Saved data entries:

◆ ◆ ◆

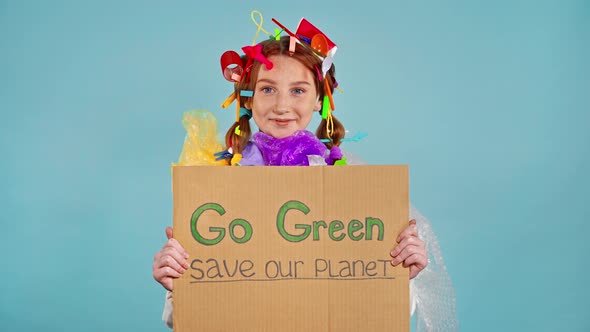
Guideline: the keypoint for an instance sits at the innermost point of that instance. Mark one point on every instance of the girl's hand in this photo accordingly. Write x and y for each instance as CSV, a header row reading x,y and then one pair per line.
x,y
410,250
170,262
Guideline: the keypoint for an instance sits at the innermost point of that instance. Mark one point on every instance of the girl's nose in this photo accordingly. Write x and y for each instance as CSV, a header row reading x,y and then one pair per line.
x,y
282,104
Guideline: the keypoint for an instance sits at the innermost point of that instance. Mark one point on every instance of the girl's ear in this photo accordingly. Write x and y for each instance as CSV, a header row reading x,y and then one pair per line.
x,y
318,106
248,103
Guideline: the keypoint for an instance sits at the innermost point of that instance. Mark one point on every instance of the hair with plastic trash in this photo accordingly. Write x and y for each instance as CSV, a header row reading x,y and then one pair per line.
x,y
305,55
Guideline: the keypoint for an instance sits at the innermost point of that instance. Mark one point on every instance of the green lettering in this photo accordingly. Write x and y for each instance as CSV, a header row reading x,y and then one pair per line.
x,y
369,223
336,226
195,217
353,226
292,205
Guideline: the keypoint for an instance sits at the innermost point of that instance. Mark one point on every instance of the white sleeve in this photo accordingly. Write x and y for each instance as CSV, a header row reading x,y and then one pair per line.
x,y
167,314
431,291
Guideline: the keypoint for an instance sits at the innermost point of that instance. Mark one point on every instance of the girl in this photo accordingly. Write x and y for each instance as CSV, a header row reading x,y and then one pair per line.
x,y
281,87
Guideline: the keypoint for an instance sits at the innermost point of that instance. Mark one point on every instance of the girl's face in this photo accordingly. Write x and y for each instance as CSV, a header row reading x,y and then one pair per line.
x,y
284,98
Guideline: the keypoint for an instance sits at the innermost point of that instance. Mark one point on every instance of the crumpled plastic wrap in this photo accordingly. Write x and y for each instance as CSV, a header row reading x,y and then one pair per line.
x,y
201,142
432,290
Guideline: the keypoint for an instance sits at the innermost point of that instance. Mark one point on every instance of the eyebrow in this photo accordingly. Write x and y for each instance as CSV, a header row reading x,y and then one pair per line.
x,y
266,80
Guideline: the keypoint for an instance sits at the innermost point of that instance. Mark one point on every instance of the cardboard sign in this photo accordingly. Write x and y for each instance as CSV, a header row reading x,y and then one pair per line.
x,y
291,248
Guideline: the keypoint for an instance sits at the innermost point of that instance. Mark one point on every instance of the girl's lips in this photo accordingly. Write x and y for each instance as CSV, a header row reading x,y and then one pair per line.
x,y
282,122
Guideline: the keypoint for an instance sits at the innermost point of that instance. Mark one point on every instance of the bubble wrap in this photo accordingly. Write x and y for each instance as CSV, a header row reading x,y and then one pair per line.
x,y
432,290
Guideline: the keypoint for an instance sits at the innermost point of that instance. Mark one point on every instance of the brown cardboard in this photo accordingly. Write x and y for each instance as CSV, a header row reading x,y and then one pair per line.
x,y
310,296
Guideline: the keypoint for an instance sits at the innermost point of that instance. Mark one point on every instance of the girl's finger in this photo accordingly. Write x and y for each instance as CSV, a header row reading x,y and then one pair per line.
x,y
411,230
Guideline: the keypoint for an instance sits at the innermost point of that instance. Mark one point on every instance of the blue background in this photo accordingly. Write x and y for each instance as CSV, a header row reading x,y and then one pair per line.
x,y
487,102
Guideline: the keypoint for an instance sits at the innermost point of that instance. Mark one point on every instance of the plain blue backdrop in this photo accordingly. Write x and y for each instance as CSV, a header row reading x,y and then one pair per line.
x,y
488,103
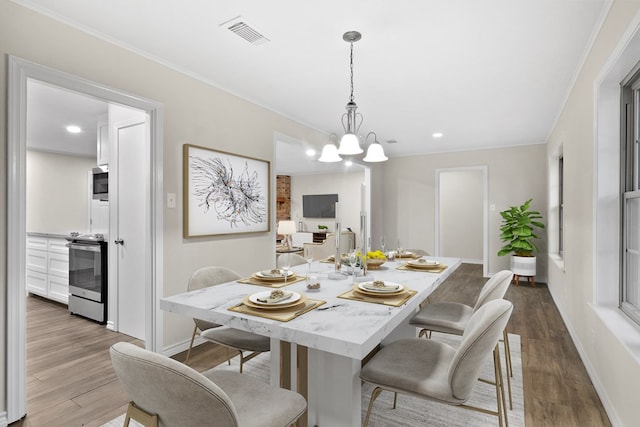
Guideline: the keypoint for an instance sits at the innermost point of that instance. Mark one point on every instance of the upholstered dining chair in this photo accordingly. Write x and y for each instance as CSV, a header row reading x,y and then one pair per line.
x,y
436,371
453,317
235,339
165,393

◆ ◆ ◆

▸ Work task:
Each entry, word for word, belongs in your answer; each picture does not.

▸ Response area:
Guideline: the keypoint for an instance sits at the innermost point of that instance. Mark one point on every instance of the girl's hand in this photo accordingly. Write x and y for each instance as CSV, a header row reading x,y and then one pair per line.
x,y
410,250
170,262
Guideline: the keypoint for an instance sits at the innermost point of that instance. Mark one point on every instance of the girl's nose in this photo accordingly. Write x and y for each instance as CSV, a header row reading x,y and then one pair per line.
x,y
282,104
Guideline: the keypoint for an instance sits at the innermost point of that instance. Mark one point on every instance of the girl's ear in this photo accordingly. Write x and y for each instance as CSV, a header row reading x,y and then one pair per line.
x,y
318,106
248,103
Guideline: the keypoint for an instance sits at the innermost point of that instance. Mark one point on every instance of the hair with plastic trash in this photo accordingly. Write x and y for each instance as CSV, a header row reading x,y and then one pair per line.
x,y
305,55
Guideline: the keypoint for an instance sits at the innermost point of that instance. Mark one point on every instance of the green lettering in this photo accordingly. Write x and y for each instance as CSV, a header row reading x,y and then one pair per line.
x,y
369,223
336,226
195,217
353,226
292,205
Guideline: the keypoint for an instance sits at the innermost point of that instance. Mark one point on every instance of the white sleeve in this photo accordingly. Write x and y for each instance as CSV, a header row reading x,y and then one pair per line.
x,y
167,314
431,291
Guideline: the keypoint for an instance sits at the innermost point of that instance. Mark one point on every instance of the girl in this photo accordingly. Write x and y for each instance as CSV, a header row reading x,y and then one pair per line.
x,y
281,87
Guideline: the keypoint for an instance sits at the innermost point of that instance. Mark one point on every instance of the girl's face in this photo accordingly. Write x and y for each instance as CSV, a header row reading x,y and then one pair per line.
x,y
284,98
Guideline: the keypoint for an instance sits at the innermost point of that instance. Mark one point on every instance of the crumpled plastic wrap in this photo accordingly. Write x and y for each instance as CSV, a header row reading x,y and then one pair per line.
x,y
201,142
432,290
Guideline: the keypoint for an instance sits at the innermost point of that instance. Mark one point on every instance of the eyebrow in this photo accordingly. Write x and y for each instance as CSV, a header row reading x,y and then one pair per line.
x,y
266,80
Guideline: the keypoint for an instance sits at the innermost point of that instance. Mark one point on every instance of the cardboard sign in this photo accordingly. Write x and y for each instance as CSV, a header row reading x,y and then one pair per line.
x,y
291,248
Guideline: the keypoint for an instance sits at the innermost point of that instance. Mark one point on every instance of the girl's lips in this photo accordingly. Write x and y for each instance as CSV, a header row reading x,y and then one pair per line.
x,y
282,122
Guideline: the keypoint for an instance sits at the innermost point of that instance. Mark one point on every instance of the bubble wrap in this photo accordingly. Write x and y for each instance as CSV, a header row reading x,y and then one pair per line.
x,y
432,290
Guideline: the keypoint for an instance sits at the innermost point of that instance. Mark one point on every instance of the brown cardboard in this photo accordingly. Write x and y for each instance as CSV, a header row reading x,y and then one pair per line.
x,y
310,296
Guideline: the keypoint for an instance sits at the innermost point of that instance. Mark one point on every instance of the girl's finger in this photo accordingly. Write x and y for each instance as CSV, a header row reading x,y and then one pair per line.
x,y
411,230
Guideline: the keypoint for an instance sits at the innermost point of that instance. Mark one point on every instance of the blue background in this photo accordingly. Write x and y for each instance as CSV, a header row reading x,y and then one pair per line.
x,y
487,102
Guideline: the keypoint for an instance sits at the innermost point of that instance. Mark one point on every instance of the plain blue backdrop in this photo accordingly. Write x and y for each instance as CSV, a header row reading x,y and then one pair per line.
x,y
488,103
Guideline: the keypoint for an instance sits at the innermost point of that instance. Mark one point on every instance of the upholstered dining chair in this photo accordingly. Write x and y for each instance as CSV, a header row reading x,y and then one pair per line.
x,y
436,371
453,317
235,339
165,393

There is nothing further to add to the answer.